**Extract provided:**
☆ ☆ ☆
Mr. Rubio emphasized at the time that the measure was aimed at any president, but the target was clear. Mr. Trump has repeatedly suggested that he might try to withdraw the country from the trans-Atlantic military alliance. No other president has embraced such a position.
Still, the importance of the vote on Saturday was in the eye of the beholder: Were the 101 Republicans who broke with Mr. Trump’s isolationism the story, or were the 112 who voted against the aid?
Mainstream Republicans, such as Representative Larry Bucshon of Indiana, invoked a different Republican president, Ronald Reagan, in justifying their votes.
“Helping Ukraine win its fight against Russia is squarely in the best interest of the American people and our national security,” Mr. Bucshon said. “Vladimir Putin’s ambition doesn’t stop in Ukraine.”
But the most fiercely pro-Trump Republicans showed just how far they were willing to take their opposition. Twenty-one of them also voted against military aid to Israel, taking “America First” further even than their leader would.
“This is a direct result of Trump on the party, and it’s a shame the harm that he’s caused,” Mr. Bolton said.
Representative Scott Perry, Republican of Pennsylvania and a leader of the hard-right Freedom Caucus, said he voted against the Israel aid package because it included humanitarian aid to Gaza.
“Giving $9 Billion to Hamas terrorists does not support Israel,” he wrote on social media. “That’s like beating somebody up just so you can pay for their hospital bill. I can’t criticize President Biden for being on both sides of the war and then vote to be on both sides of the war.”
For Mr. Trump, the aid package does not directly interfere with his own political stump speech. The former president’s most common take on the war in Ukraine has been to insist that, in an alternate version of history where he won in 2020, the war never would have happened. The mere fact of his leadership, he has said repeatedly, would have deterred Mr. Putin from invading.
☆ ☆ ☆
**What to work on:**
**1)** In the passage on the Ukraine aid vote, how many of the most fiercely pro-Trump Republicans also voted against military aid to Israel?
**2)** Rewrite the part of the passage on the Ukraine aid vote that opens with "Still, the importance" and closes with "Mr. Bolton said.", swapping "national security" for "collective security".
**3)** Write the next part of the passage on the Ukraine aid vote, starting after its final sentence.
The listing has no connection to the passage on the Ukraine aid vote.
☆ ☆ ☆
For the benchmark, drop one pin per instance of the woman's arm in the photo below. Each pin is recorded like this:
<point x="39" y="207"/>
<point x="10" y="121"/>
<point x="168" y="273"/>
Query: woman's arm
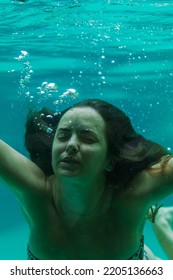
<point x="163" y="228"/>
<point x="20" y="173"/>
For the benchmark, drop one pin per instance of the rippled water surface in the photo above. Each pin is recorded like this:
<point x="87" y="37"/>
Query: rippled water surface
<point x="121" y="51"/>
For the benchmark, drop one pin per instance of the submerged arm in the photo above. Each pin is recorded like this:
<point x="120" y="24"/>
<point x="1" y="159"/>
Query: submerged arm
<point x="21" y="174"/>
<point x="163" y="228"/>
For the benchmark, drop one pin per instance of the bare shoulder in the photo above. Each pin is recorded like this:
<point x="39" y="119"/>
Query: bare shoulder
<point x="37" y="206"/>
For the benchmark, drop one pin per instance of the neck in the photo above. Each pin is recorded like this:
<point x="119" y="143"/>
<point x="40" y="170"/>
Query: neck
<point x="78" y="200"/>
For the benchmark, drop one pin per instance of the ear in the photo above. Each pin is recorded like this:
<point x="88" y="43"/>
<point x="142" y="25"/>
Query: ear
<point x="110" y="164"/>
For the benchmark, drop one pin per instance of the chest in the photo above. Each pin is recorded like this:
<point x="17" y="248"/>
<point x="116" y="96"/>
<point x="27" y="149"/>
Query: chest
<point x="102" y="238"/>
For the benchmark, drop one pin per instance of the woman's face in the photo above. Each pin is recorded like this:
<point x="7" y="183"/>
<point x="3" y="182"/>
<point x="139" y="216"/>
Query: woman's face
<point x="80" y="146"/>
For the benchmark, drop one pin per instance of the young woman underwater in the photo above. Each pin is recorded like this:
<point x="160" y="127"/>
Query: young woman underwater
<point x="89" y="184"/>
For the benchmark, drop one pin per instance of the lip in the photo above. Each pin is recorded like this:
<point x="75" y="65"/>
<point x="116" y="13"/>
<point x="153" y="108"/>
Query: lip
<point x="69" y="160"/>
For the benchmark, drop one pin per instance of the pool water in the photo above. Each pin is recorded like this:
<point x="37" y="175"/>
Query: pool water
<point x="54" y="53"/>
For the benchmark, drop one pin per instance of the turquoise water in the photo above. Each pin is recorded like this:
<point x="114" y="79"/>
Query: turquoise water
<point x="121" y="51"/>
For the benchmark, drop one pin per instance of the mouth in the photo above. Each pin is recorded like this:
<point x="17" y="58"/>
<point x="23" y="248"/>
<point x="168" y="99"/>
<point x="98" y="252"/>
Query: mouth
<point x="69" y="160"/>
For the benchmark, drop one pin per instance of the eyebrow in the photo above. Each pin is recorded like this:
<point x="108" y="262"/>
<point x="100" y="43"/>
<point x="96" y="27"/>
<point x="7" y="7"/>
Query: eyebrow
<point x="83" y="130"/>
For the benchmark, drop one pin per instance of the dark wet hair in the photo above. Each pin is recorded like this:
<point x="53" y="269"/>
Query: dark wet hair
<point x="131" y="152"/>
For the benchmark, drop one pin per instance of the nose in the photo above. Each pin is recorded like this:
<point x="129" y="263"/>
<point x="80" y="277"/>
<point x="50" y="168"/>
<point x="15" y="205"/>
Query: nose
<point x="72" y="146"/>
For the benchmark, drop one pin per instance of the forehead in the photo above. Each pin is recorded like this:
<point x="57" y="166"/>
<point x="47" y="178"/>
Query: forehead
☆ ☆ ☆
**Task results:**
**1)** Twenty-one of them did.

**2)**
Still, the importance of the vote on Saturday was in the eye of the beholder: Were the 101 Republicans who broke with Mr. Trump’s isolationism the story, or were the 112 who voted against the aid?
Mainstream Republicans, such as Representative Larry Bucshon of Indiana, invoked a different Republican president, Ronald Reagan, in justifying their votes.
“Helping Ukraine win its fight against Russia is squarely in the best interest of the American people and our collective security,” Mr. Bucshon said. “Vladimir Putin’s ambition doesn’t stop in Ukraine.”
But the most fiercely pro-Trump Republicans showed just how far they were willing to take their opposition. Twenty-one of them also voted against military aid to Israel, taking “America First” further even than their leader would.
“This is a direct result of Trump on the party, and it’s a shame the harm that he’s caused,” Mr. Bolton said.

**3)**
He has also insisted that if he wins in November, he could have the war settled before inauguration, though he has not provided a specific plan around how he might do so. The resumption of large-scale military aid from the United States all but ensures that the war will be unfinished in Ukraine when Americans go to the polls in November.
“I will have the horrible war between Russia and Ukraine totally settled,” Mr. Trump said at a rally in Pennsylvania last week. “I will settle it.”
But no doubt, House passage of aid to Ukraine without strings was a loss for the former president. In recent days, Mr. Trump revived the idea of making any aid a loan to the country, “instead of just a gift” — which didn’t happen.
Days later, Mr. Trump met with President Andrzej Duda of Poland in New York where, according to the Trump campaign, the two discussed the war in Ukraine and a proposal by Mr. Duda that NATO member states spend 3 percent on their defense.
The next day, Mr. Trump again insisted on social media that Europe needed to “equalize or match the money put in by the United States of America in order to help a Country in desperate need.”
That too has not happened.
Mr. Trump himself also helped link aid to Ukraine to another issue central to his campaign — border security — when he instructed Senate Republicans to kill a bipartisan border security measure that was hashed out to pass alongside a broader military aid package. That linkage reverberated on Saturday, said Representative Nancy Mace, Republican of South Carolina, who voted against the Ukraine bill.
Voters, she said, “are pissed about Ukraine aid without addressing our border first. Washington is out of touch with Middle America.”
But in keeping his options open, Mr. Trump was also calculated in his desire to keep his fingerprints off the vote. He made no effort to force Republicans to vote no. He lodged no threats, public or private.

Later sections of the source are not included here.